## BEGIN Provided data
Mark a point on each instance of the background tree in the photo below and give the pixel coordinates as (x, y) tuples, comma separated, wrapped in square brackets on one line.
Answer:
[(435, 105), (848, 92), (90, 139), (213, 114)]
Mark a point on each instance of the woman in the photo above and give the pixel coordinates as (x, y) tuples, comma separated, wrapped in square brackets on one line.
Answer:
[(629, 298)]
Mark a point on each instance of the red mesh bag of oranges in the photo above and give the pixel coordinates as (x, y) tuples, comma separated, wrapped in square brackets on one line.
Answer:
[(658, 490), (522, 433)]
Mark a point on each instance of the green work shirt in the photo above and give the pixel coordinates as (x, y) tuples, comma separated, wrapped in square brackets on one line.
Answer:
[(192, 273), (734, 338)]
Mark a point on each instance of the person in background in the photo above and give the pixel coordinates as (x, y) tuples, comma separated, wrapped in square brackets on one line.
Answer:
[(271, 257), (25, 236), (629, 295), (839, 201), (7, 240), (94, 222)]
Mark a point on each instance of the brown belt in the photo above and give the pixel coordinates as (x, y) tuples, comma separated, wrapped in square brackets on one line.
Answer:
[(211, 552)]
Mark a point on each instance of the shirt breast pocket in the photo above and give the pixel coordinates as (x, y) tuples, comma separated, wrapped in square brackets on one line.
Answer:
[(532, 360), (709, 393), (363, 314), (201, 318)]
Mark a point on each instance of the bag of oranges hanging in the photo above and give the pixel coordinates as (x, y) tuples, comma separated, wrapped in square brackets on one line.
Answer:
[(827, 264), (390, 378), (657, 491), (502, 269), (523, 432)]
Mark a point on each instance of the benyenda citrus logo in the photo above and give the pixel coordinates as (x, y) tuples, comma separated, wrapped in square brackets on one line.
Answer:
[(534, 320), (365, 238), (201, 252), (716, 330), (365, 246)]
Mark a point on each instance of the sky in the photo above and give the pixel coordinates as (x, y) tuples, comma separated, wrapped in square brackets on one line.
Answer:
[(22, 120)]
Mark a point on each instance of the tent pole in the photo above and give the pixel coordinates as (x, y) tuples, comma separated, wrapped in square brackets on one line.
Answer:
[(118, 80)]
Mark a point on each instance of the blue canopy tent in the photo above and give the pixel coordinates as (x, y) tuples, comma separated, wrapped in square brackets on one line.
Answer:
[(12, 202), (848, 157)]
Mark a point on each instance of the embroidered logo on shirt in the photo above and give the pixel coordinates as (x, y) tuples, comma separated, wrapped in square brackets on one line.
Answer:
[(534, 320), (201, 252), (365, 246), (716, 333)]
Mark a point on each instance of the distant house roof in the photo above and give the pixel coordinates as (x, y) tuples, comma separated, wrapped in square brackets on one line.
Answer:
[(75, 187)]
## END Provided data
Problem: Exactly reproduce all of the entries above.

Written solution:
Mark a point on each instance of the background tree in the photo below and give the pixel coordinates as (x, y) tuples, comma separated, wrapped in square brackets on one line.
Answer:
[(435, 105), (848, 92), (90, 139), (213, 114)]
Mark a point on each instance of the woman in the photo above and give the pixel coordinates as (x, y) tuples, comma separated, wrapped in square brackets on one line.
Answer:
[(629, 298)]
Mark a point on each instance of the red mesh bag of oranges in the photo above and give the pixel coordinates as (x, y) tuples, comma separated, wrapped in square brackets on one line.
Answer:
[(658, 490), (522, 433)]
Mark a point on each instance of the green work shirt in the photo above and give the pixel coordinates as (x, y) tuples, comma separated, wrapped in square brackets on one line.
Answer:
[(192, 273), (734, 338)]
Mark a point on each instance of the person in background in the photo above and give the pixel coordinates as (x, y) tuples, comma separated, wrapped in square brackets on one line.
Answer:
[(271, 257), (25, 236), (629, 295), (839, 201), (7, 240), (94, 222)]
Mark a point on each instance of the brown belt in the photo above and give the pixel coordinates as (x, y) tuples, comma separated, wrapped in square brackets on one line.
Answer:
[(211, 552)]
Mark a point on each instance of the shirt breast pocket in the photo above and give the pixel coordinates as (x, y) tuples, comma separated, wrapped in square brackets on one line.
Answer:
[(532, 360), (709, 393), (363, 314), (201, 318)]
Mark a point on each instance of the bag of oranges hanging in the photo above and give the pixel coordinates as (x, y) tuples, comma separated, wrapped in square brackets on one line.
Answer:
[(827, 264), (390, 378), (657, 491), (502, 269), (523, 432)]
Mark a point on each instance of the benyenda citrus logo in the photo above and give the pixel coordinates as (x, y) tuples, comma separated, wrapped in square brackets on one line.
Answer:
[(534, 320), (365, 238), (201, 252), (716, 330), (365, 246)]
Mark a point on each instance of the sky in the photo above and give the pixel coordinates as (x, y) tuples, comma separated, wrapped in square brackets on one line.
Answer:
[(22, 120)]
Mark a point on each instance of the tent pole in the photo above and give the pixel coordinates as (x, y) tuples, comma separated, wrapped in square brackets on one line.
Answer:
[(118, 80)]
Mark a point on each instance of the blue canopy tent in the photo above and give the pixel coordinates as (x, y) tuples, comma separated, wrapped in square brackets on one line.
Answer:
[(12, 202), (848, 157)]
Mark a point on each instance of the embroidered logo on shirt in the photo above and give the pixel coordinates as (x, y) tuples, comma separated, wrapped in square brackets on one line.
Answer:
[(534, 320), (201, 252), (365, 246), (716, 333)]
Mark a point on each instance of the distant house roof in the photo above and give the pixel coordinates as (x, y) tuples, comma separated, wrapped in square brackets on one line.
Answer:
[(75, 187)]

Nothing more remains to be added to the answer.